The Argus

Action needed as drink driving fatalities rise

ALMOST A THIRD OF FATAL CRASHES INVOLVED ALCOHOL

- By ANNE CAMPBELL

THE anti drink driving message is not getting through to a new generation of drivers and more needs to be done to communicat­e the serious threat to lives from being behind the wheel under the influence.

That’s the message from Louth County Council’s Road Safety officer, Adrian O’Sullivan, who spoke last week after new statistics from Garda headquarte­rs revealed that 31% of people killed in road crashes in 2014 had alcohol in their system at the time of their deaths.

In addition, Gardai reported a 13% increase in ‘driving under the influence’ arrests so far this year and said that March is the second most dangerous month of the year for alcohol related collisions.

The analysis also found that a third of drivers/motorbike riders who died in fatal crashes in 2014 had a positive toxicology for alcohol; 35% of car drivers killed had a positive toxicology for alcohol; 40% motorcycli­sts killed had a positive toxicology for alcohol; 28% of pedestrian­s killed had a positive toxicology for alcohol and a massive 96% of the drivers/motorcycle riders who had a positive toxicology were male.

Mr O’Sullivan said the new figures made for grim reading. He said the last available report that looked at fatal crashes from 2008-2012 and which included a break-down for Louth, showed that 33 people died in crashes on the county’s roads in those four year - ten of which were alcohol related.

He said: ‘It’s a problem in Louth, like everywhere else in the country and while drink driving rates had been going down a few years ago, there seems to be a bit of slippage on that rate’.

Mr O’Sullivan said there may be a number of factors to the creeping higher of the drink driving rates, including the reduction in Garda enforce- ment. He said: ‘ There may be a perception that you won’t get caught if you drink and drive, but the Gardai have recently announced the Traffic Corps is to be increased by 10% and I would welcome that’.

He also pointed to the fact the Transport Minister Shane Ross is considerin­g a ban for anyone caught with any alcohol in their system and it ‘is being debated around the country’. The Road Safety Officer said a recent survey showed that more than nine out of ten people want to see anyone who is detected with drink on them behind the wheel to be banned, but the message is still not getting through, especially to young male drivers aged 18 to 34.

Mr O’Sullivan said a number of agencies, including local authoritie­s, have their parts to play in order to get the message across. He said it is a long term project and it will not happen overnight, but ‘ there needs to be peer pressure’ so that drink driving is no longer acceptable among this group.

In addition, people ‘ have to take responsibi­lity for themselves and what they do’.

- [Given entries]:
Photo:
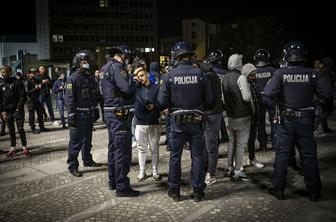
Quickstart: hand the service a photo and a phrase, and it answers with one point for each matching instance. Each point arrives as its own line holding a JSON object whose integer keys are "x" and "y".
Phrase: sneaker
{"x": 240, "y": 176}
{"x": 43, "y": 129}
{"x": 228, "y": 172}
{"x": 174, "y": 194}
{"x": 327, "y": 130}
{"x": 156, "y": 176}
{"x": 198, "y": 195}
{"x": 55, "y": 123}
{"x": 279, "y": 194}
{"x": 129, "y": 192}
{"x": 11, "y": 152}
{"x": 92, "y": 164}
{"x": 210, "y": 180}
{"x": 255, "y": 163}
{"x": 76, "y": 173}
{"x": 141, "y": 176}
{"x": 26, "y": 152}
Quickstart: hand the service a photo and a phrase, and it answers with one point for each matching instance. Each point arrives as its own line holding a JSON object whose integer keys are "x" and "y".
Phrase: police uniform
{"x": 184, "y": 91}
{"x": 118, "y": 90}
{"x": 81, "y": 103}
{"x": 294, "y": 87}
{"x": 12, "y": 99}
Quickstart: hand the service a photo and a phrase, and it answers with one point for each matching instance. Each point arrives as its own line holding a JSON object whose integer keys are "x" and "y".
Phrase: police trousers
{"x": 298, "y": 130}
{"x": 80, "y": 140}
{"x": 212, "y": 128}
{"x": 119, "y": 149}
{"x": 195, "y": 134}
{"x": 18, "y": 117}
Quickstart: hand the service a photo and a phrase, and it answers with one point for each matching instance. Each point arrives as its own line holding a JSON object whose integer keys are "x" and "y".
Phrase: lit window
{"x": 103, "y": 3}
{"x": 57, "y": 38}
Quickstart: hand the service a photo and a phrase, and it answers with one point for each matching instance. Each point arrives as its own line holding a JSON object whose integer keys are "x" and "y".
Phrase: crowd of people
{"x": 193, "y": 96}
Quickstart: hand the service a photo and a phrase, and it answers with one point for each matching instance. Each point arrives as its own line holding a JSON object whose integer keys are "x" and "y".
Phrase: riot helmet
{"x": 181, "y": 48}
{"x": 261, "y": 57}
{"x": 82, "y": 55}
{"x": 294, "y": 52}
{"x": 215, "y": 56}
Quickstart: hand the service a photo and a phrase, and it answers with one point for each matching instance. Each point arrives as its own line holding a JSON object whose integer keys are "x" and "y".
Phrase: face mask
{"x": 126, "y": 61}
{"x": 86, "y": 66}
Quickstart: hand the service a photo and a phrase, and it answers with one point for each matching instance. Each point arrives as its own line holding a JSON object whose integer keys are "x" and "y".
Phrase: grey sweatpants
{"x": 239, "y": 131}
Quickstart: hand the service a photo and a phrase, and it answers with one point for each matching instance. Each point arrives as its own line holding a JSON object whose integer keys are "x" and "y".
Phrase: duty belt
{"x": 114, "y": 108}
{"x": 302, "y": 113}
{"x": 183, "y": 116}
{"x": 83, "y": 109}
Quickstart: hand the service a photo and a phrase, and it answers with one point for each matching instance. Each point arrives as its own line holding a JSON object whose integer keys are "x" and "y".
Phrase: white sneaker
{"x": 141, "y": 176}
{"x": 240, "y": 176}
{"x": 209, "y": 180}
{"x": 156, "y": 176}
{"x": 55, "y": 123}
{"x": 255, "y": 163}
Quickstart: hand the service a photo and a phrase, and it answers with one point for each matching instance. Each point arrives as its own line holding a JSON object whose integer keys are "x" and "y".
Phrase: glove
{"x": 72, "y": 120}
{"x": 95, "y": 114}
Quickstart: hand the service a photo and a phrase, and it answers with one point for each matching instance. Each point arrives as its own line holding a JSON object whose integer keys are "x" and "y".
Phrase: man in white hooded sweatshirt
{"x": 237, "y": 96}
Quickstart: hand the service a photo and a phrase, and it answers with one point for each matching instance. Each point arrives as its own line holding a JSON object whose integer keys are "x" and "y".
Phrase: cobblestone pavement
{"x": 39, "y": 188}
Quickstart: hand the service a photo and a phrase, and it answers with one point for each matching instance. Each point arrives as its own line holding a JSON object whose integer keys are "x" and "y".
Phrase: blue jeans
{"x": 80, "y": 139}
{"x": 195, "y": 135}
{"x": 60, "y": 105}
{"x": 298, "y": 130}
{"x": 119, "y": 150}
{"x": 47, "y": 100}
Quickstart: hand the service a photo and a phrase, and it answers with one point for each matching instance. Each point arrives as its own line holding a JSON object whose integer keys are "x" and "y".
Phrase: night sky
{"x": 310, "y": 22}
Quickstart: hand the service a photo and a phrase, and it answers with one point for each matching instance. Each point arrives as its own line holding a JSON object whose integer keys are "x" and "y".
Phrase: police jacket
{"x": 257, "y": 103}
{"x": 294, "y": 87}
{"x": 217, "y": 104}
{"x": 33, "y": 93}
{"x": 147, "y": 95}
{"x": 118, "y": 87}
{"x": 57, "y": 89}
{"x": 236, "y": 106}
{"x": 218, "y": 69}
{"x": 185, "y": 87}
{"x": 264, "y": 73}
{"x": 80, "y": 92}
{"x": 45, "y": 87}
{"x": 12, "y": 95}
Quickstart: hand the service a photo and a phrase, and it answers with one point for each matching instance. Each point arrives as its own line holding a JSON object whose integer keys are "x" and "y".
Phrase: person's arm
{"x": 125, "y": 85}
{"x": 244, "y": 87}
{"x": 164, "y": 92}
{"x": 22, "y": 95}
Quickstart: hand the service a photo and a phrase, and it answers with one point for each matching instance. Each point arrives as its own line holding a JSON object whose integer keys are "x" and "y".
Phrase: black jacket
{"x": 12, "y": 95}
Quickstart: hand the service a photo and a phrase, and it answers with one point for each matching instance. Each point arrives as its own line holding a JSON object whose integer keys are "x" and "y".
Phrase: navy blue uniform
{"x": 264, "y": 74}
{"x": 12, "y": 99}
{"x": 80, "y": 101}
{"x": 293, "y": 87}
{"x": 185, "y": 89}
{"x": 118, "y": 90}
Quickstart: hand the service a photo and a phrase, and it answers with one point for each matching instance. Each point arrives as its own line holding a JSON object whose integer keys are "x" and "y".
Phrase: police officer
{"x": 293, "y": 87}
{"x": 215, "y": 58}
{"x": 118, "y": 88}
{"x": 264, "y": 73}
{"x": 214, "y": 114}
{"x": 12, "y": 99}
{"x": 82, "y": 108}
{"x": 184, "y": 91}
{"x": 33, "y": 89}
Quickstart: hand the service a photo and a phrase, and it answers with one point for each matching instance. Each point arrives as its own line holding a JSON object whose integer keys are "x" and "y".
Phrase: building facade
{"x": 200, "y": 34}
{"x": 65, "y": 26}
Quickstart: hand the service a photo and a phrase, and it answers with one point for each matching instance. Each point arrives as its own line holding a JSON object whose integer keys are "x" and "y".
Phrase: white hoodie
{"x": 235, "y": 62}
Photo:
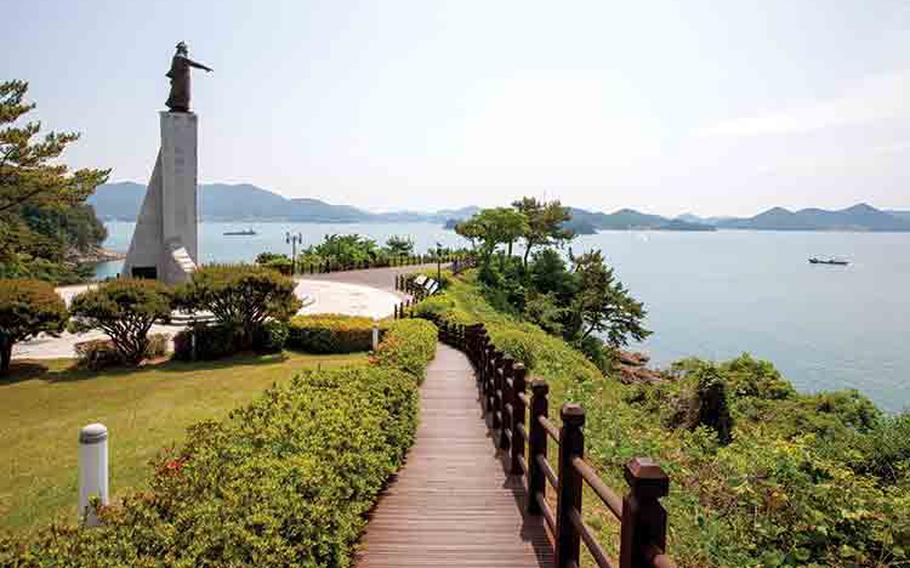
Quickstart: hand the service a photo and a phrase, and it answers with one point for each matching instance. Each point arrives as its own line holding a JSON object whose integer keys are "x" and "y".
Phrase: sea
{"x": 708, "y": 294}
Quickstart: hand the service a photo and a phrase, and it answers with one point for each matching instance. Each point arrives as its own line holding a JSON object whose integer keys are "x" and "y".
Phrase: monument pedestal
{"x": 165, "y": 241}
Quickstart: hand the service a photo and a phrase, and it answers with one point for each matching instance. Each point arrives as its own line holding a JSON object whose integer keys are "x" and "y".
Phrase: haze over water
{"x": 712, "y": 295}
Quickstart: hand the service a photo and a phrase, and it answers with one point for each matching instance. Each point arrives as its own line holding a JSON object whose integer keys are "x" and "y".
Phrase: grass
{"x": 43, "y": 405}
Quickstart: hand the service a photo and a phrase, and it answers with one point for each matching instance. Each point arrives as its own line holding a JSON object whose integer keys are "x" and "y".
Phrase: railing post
{"x": 571, "y": 444}
{"x": 494, "y": 367}
{"x": 537, "y": 445}
{"x": 644, "y": 520}
{"x": 518, "y": 417}
{"x": 502, "y": 399}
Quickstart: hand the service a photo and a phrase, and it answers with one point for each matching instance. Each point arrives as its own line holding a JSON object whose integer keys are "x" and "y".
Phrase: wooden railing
{"x": 331, "y": 265}
{"x": 522, "y": 427}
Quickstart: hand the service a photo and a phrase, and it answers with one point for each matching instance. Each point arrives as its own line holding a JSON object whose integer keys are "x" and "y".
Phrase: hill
{"x": 625, "y": 219}
{"x": 246, "y": 202}
{"x": 860, "y": 217}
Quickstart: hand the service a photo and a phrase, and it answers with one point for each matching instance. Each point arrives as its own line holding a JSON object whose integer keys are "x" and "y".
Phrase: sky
{"x": 716, "y": 108}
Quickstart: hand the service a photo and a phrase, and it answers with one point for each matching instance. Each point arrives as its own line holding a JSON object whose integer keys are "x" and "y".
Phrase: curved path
{"x": 358, "y": 293}
{"x": 453, "y": 504}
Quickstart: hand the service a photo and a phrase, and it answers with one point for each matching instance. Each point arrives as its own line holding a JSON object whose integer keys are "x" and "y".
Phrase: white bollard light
{"x": 92, "y": 470}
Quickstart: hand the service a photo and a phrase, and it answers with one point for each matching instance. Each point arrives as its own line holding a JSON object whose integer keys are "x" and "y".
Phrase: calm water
{"x": 713, "y": 294}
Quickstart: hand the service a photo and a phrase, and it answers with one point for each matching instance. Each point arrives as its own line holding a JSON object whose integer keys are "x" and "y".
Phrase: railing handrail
{"x": 502, "y": 387}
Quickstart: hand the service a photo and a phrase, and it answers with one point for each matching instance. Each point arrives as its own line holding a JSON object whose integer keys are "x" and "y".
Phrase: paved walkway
{"x": 358, "y": 293}
{"x": 453, "y": 505}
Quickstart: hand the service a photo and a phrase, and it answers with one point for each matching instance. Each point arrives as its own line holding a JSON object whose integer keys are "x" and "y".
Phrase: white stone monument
{"x": 165, "y": 241}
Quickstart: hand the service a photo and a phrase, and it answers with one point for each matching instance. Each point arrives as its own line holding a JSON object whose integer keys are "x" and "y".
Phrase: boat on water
{"x": 835, "y": 261}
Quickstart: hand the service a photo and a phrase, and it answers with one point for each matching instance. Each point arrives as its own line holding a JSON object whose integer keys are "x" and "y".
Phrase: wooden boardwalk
{"x": 453, "y": 504}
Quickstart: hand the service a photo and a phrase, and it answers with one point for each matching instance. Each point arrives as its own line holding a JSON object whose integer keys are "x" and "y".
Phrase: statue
{"x": 179, "y": 99}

- [About this exercise]:
Write out the part of the drink driving article starting with "ALMOST A THIRD" and going on through "under the influence.". The records have nothing to do with the drink driving article.

- [Answer below]:
ALMOST A THIRD OF FATAL CRASHES INVOLVED ALCOHOL

- By ANNE CAMPBELL

THE anti drink driving message is not getting through to a new generation of drivers and more needs to be done to communicat­e the serious threat to lives from being behind the wheel under the influence.